:: Passage provided ::
----
Over the last 200 years the world population has increased 7x while the wealth per capita increased 10x- for a 70x increase in wealth consumed. This  is dwarfed by the better performers like Britain, Japan, Sweden and of course the US.  All of this has happened through a compounding of knowledge- ideas having sex- with new institutions that have allowed –even propelled- this knowledge to flourish. Very little of this incredible enrichment was ever predicted. We are dealing with the same physical resources that was at the disposal of the caveman. (paraphrased from Deidre McCloskey’s Bourgeois Equality)

Most of the  poorest have access to technology that the wealthiest could not have dreamed of two generations ago. Higher life expectancy, better food and medicine, efficient energy and transportation, and communication and information technology  that the richest CEO could not have dreamed of when most of us graduated high school. There are far fewer deaths from war and we are also living in the most peaceful period in spite of the paranoia and fears generated by a media looking to appeal to consumers and politicians who wish to leverage our fears into their power. Crime is also much lower.

Globalization, technology, debt, taxes  and the other obstacles we are obsessing on are short term variants and relatively minor hurdles as long as knowledge keeps expanding.  And it is.
----
:: Data shown ::
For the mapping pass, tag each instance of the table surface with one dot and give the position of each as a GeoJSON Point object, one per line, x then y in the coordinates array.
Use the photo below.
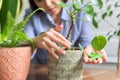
{"type": "Point", "coordinates": [39, 72]}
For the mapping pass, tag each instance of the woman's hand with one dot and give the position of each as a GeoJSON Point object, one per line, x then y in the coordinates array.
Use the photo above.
{"type": "Point", "coordinates": [88, 50]}
{"type": "Point", "coordinates": [49, 39]}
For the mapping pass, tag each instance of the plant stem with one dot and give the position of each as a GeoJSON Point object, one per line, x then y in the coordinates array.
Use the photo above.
{"type": "Point", "coordinates": [71, 28]}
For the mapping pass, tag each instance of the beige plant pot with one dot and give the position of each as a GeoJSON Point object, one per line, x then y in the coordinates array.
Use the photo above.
{"type": "Point", "coordinates": [67, 67]}
{"type": "Point", "coordinates": [14, 63]}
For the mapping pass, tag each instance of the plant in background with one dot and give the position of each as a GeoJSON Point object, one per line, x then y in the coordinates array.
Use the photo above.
{"type": "Point", "coordinates": [12, 34]}
{"type": "Point", "coordinates": [106, 13]}
{"type": "Point", "coordinates": [78, 6]}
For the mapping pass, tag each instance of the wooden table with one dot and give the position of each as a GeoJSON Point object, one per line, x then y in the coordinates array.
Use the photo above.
{"type": "Point", "coordinates": [39, 72]}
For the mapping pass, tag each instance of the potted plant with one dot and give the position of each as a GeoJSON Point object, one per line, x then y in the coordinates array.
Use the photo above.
{"type": "Point", "coordinates": [71, 62]}
{"type": "Point", "coordinates": [14, 54]}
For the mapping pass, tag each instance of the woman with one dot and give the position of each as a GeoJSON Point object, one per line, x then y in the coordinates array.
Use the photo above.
{"type": "Point", "coordinates": [47, 22]}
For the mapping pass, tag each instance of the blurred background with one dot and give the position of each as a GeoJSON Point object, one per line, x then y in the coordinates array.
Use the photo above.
{"type": "Point", "coordinates": [108, 24]}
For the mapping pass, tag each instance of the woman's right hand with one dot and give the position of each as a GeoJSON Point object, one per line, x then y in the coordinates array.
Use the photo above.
{"type": "Point", "coordinates": [49, 39]}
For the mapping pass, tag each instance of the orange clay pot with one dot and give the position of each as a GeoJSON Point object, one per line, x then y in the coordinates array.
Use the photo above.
{"type": "Point", "coordinates": [14, 63]}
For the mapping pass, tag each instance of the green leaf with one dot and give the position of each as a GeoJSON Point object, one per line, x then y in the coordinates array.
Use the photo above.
{"type": "Point", "coordinates": [81, 1]}
{"type": "Point", "coordinates": [8, 5]}
{"type": "Point", "coordinates": [98, 42]}
{"type": "Point", "coordinates": [99, 3]}
{"type": "Point", "coordinates": [61, 4]}
{"type": "Point", "coordinates": [117, 4]}
{"type": "Point", "coordinates": [110, 13]}
{"type": "Point", "coordinates": [76, 7]}
{"type": "Point", "coordinates": [89, 11]}
{"type": "Point", "coordinates": [94, 55]}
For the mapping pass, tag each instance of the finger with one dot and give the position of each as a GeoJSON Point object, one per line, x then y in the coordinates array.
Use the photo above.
{"type": "Point", "coordinates": [50, 51]}
{"type": "Point", "coordinates": [61, 37]}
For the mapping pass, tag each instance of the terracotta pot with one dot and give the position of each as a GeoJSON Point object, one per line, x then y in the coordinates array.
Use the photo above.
{"type": "Point", "coordinates": [14, 63]}
{"type": "Point", "coordinates": [67, 67]}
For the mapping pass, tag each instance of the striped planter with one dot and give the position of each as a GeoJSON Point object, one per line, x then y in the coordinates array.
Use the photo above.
{"type": "Point", "coordinates": [67, 67]}
{"type": "Point", "coordinates": [14, 63]}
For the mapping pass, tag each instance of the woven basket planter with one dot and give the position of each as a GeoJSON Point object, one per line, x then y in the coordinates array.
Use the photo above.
{"type": "Point", "coordinates": [67, 67]}
{"type": "Point", "coordinates": [14, 63]}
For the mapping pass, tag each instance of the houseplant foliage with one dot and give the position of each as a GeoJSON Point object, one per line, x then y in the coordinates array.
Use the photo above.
{"type": "Point", "coordinates": [99, 41]}
{"type": "Point", "coordinates": [11, 33]}
{"type": "Point", "coordinates": [14, 57]}
{"type": "Point", "coordinates": [71, 62]}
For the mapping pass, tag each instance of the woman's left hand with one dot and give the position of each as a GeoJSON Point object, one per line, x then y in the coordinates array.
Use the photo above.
{"type": "Point", "coordinates": [88, 50]}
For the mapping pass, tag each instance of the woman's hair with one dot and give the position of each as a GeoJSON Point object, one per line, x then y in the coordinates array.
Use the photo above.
{"type": "Point", "coordinates": [34, 7]}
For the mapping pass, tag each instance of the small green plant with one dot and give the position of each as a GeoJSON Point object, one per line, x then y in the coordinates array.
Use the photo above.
{"type": "Point", "coordinates": [77, 6]}
{"type": "Point", "coordinates": [12, 34]}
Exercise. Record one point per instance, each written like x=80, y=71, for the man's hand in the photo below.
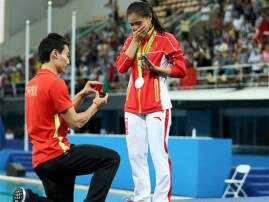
x=99, y=101
x=140, y=33
x=89, y=88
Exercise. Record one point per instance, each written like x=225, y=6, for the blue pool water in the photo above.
x=6, y=189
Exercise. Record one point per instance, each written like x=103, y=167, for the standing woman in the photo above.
x=148, y=106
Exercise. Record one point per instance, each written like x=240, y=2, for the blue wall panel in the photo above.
x=199, y=166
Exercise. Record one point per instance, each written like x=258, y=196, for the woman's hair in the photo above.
x=144, y=9
x=48, y=44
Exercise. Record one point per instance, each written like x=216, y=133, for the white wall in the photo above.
x=61, y=23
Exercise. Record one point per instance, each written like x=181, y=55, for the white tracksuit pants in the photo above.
x=149, y=130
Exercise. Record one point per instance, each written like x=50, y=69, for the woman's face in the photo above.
x=136, y=21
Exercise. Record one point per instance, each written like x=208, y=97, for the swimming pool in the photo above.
x=7, y=187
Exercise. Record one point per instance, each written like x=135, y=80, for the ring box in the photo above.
x=99, y=87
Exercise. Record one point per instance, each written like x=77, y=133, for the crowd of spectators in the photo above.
x=239, y=34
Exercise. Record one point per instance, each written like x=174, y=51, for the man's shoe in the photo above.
x=20, y=195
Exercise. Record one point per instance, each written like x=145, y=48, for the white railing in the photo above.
x=240, y=75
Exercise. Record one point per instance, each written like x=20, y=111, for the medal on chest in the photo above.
x=139, y=82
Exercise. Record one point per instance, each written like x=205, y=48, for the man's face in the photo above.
x=62, y=60
x=137, y=21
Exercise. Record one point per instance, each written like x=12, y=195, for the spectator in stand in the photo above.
x=265, y=56
x=255, y=58
x=2, y=81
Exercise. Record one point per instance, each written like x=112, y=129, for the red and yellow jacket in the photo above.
x=153, y=96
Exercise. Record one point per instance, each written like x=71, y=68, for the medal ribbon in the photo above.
x=144, y=50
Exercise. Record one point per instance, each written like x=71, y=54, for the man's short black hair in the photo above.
x=48, y=44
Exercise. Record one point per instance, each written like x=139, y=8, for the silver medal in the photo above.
x=139, y=82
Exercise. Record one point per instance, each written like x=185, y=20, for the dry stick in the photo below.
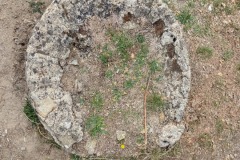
x=145, y=111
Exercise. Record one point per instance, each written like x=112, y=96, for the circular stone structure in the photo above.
x=67, y=36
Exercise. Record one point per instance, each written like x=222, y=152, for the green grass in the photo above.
x=205, y=141
x=106, y=55
x=155, y=102
x=117, y=94
x=140, y=139
x=219, y=126
x=128, y=84
x=154, y=66
x=238, y=5
x=140, y=38
x=238, y=67
x=204, y=52
x=95, y=125
x=142, y=55
x=109, y=74
x=185, y=17
x=97, y=101
x=201, y=30
x=123, y=43
x=227, y=55
x=36, y=6
x=31, y=113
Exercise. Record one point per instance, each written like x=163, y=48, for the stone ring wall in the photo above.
x=49, y=47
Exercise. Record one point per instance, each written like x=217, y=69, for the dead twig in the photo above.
x=145, y=111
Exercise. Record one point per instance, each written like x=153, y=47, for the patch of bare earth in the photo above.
x=212, y=115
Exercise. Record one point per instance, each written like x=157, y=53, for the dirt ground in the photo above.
x=212, y=115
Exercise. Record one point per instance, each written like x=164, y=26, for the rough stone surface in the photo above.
x=60, y=28
x=170, y=134
x=90, y=146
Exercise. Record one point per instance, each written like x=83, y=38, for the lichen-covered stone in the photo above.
x=61, y=28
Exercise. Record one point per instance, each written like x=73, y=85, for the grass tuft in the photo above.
x=97, y=101
x=128, y=84
x=219, y=126
x=31, y=113
x=205, y=141
x=154, y=66
x=185, y=17
x=155, y=102
x=204, y=52
x=95, y=125
x=227, y=55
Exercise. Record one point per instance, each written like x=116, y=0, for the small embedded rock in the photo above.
x=90, y=146
x=170, y=134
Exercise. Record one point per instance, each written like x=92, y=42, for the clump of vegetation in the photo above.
x=31, y=113
x=36, y=6
x=117, y=94
x=154, y=66
x=155, y=102
x=106, y=55
x=95, y=125
x=238, y=67
x=185, y=17
x=204, y=52
x=201, y=30
x=97, y=101
x=140, y=38
x=109, y=74
x=123, y=42
x=219, y=125
x=205, y=141
x=227, y=55
x=128, y=84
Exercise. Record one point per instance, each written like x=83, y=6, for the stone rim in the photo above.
x=48, y=47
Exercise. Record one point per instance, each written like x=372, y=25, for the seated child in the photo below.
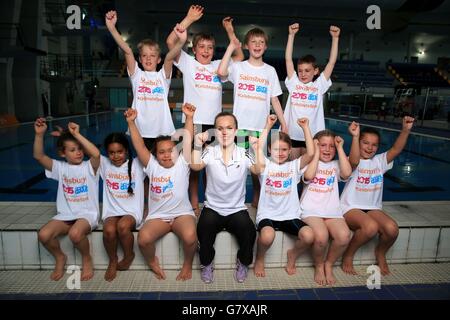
x=305, y=93
x=123, y=200
x=77, y=198
x=320, y=204
x=279, y=207
x=361, y=199
x=169, y=206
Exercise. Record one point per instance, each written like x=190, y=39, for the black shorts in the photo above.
x=289, y=226
x=149, y=143
x=298, y=144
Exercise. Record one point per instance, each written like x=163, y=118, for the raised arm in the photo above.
x=258, y=145
x=311, y=170
x=309, y=155
x=188, y=110
x=290, y=69
x=174, y=52
x=227, y=23
x=400, y=143
x=136, y=138
x=279, y=112
x=38, y=147
x=334, y=32
x=222, y=72
x=195, y=12
x=110, y=21
x=354, y=156
x=344, y=164
x=91, y=150
x=199, y=140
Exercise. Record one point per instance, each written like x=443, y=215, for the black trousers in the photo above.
x=238, y=224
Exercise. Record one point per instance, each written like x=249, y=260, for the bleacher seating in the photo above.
x=419, y=74
x=361, y=73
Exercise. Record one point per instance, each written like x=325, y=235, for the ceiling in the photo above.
x=424, y=23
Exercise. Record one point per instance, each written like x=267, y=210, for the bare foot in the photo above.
x=347, y=265
x=319, y=275
x=111, y=271
x=290, y=266
x=125, y=263
x=185, y=273
x=196, y=211
x=60, y=263
x=88, y=270
x=154, y=266
x=258, y=269
x=329, y=274
x=382, y=263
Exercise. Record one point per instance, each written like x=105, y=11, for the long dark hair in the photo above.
x=121, y=138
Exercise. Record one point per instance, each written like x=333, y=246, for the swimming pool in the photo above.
x=421, y=172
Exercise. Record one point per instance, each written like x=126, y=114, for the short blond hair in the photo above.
x=150, y=43
x=255, y=32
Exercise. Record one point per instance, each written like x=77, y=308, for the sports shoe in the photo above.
x=207, y=273
x=241, y=272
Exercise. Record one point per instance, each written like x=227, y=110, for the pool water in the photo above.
x=421, y=172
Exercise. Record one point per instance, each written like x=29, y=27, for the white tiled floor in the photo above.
x=276, y=279
x=19, y=245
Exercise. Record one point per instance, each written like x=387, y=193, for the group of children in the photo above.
x=228, y=146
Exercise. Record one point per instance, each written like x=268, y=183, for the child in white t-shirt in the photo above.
x=279, y=207
x=77, y=198
x=150, y=87
x=361, y=199
x=169, y=206
x=256, y=87
x=320, y=204
x=305, y=95
x=123, y=201
x=202, y=86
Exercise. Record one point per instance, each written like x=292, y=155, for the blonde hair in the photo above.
x=255, y=32
x=324, y=133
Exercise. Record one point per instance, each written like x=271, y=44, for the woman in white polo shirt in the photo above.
x=227, y=167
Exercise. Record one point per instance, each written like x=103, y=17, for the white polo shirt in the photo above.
x=279, y=199
x=364, y=189
x=320, y=197
x=77, y=195
x=254, y=87
x=225, y=188
x=168, y=189
x=202, y=88
x=150, y=92
x=305, y=100
x=116, y=199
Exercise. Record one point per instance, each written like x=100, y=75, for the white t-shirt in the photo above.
x=320, y=197
x=202, y=88
x=254, y=87
x=168, y=190
x=279, y=199
x=305, y=100
x=77, y=195
x=225, y=187
x=364, y=189
x=116, y=199
x=150, y=91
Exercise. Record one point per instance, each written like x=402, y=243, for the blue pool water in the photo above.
x=421, y=172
----
:: Exercises ::
1 - According to the passage on world wealth, why do many people feel afraid even though we live in the most peaceful period? Answer in one to three sentences.
2 - In the passage on world wealth, how much has the world population grown over the last 200 years?
3 - Carry on the passage on world wealth from its last sentence.
The records have nothing to do with what comes next.

:: Answers for this exercise ::
1 - The passage blames fear stirred up by media trying to appeal to consumers. It also blames politicians who want to turn our fears into power for themselves.

2 - It has grown seven times.

3 -
It is amazing how much this incredible progress happened during a century with two of the most destructive and violent wars known to history.  Politics is proving wholly unable to keep up with the pace of change.  The more knowledge gets decentralized the worse that centralized government will be able to meet our needs. I think we are witnessing that problem with this election.

The left thinks that we are just one tax increase away from social justice. The right thinks we are just one tax cut away from prosperity. Both are wrong, and both dream of return to a period that no longer exists by enacting policies that no longer work. (Yuval Levin, The Fractured Republic)

We spend too much time dwelling on problems instead of pursuing opportunities.  We know very little about our world in 10 years or even 5 years, but I bet we will be obsessing on very different problems then. Given the path we are on and the arc of history I bet we will be far better off than any of us can imagine.